--- Start EXCERPTED RECORDS ---

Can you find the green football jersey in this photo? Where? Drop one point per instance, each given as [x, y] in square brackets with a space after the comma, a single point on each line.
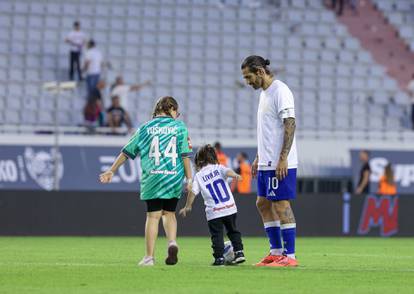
[161, 144]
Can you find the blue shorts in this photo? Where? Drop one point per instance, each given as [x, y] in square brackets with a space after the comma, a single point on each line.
[270, 187]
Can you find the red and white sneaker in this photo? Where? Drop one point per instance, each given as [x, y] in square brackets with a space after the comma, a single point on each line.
[269, 259]
[284, 262]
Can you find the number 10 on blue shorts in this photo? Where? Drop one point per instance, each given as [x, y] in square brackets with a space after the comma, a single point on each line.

--- End EXCERPTED RECORDS ---

## REQUIRED TASK
Please quote exactly the lines from the one containing "Can you find the blue" through the last line of the records above, both included, and nothing else.

## ANSWER FOR THE TASK
Can you find the blue shorts in this photo? Where? Drop one point per instance, each given as [x, y] in square brackets with a space after the comma, a single point on each line.
[270, 187]
Can you find the red and white sneaker in this photo? Where? Drop one point per instance, each given as [x, y] in square brackets with a space after the comma, a single point on each line.
[269, 259]
[284, 262]
Can you find the number 10 on blue shorts in this photo? Where? Drop one point per instance, each given as [x, y] in square brackets with a space after the comma, a single point on each line.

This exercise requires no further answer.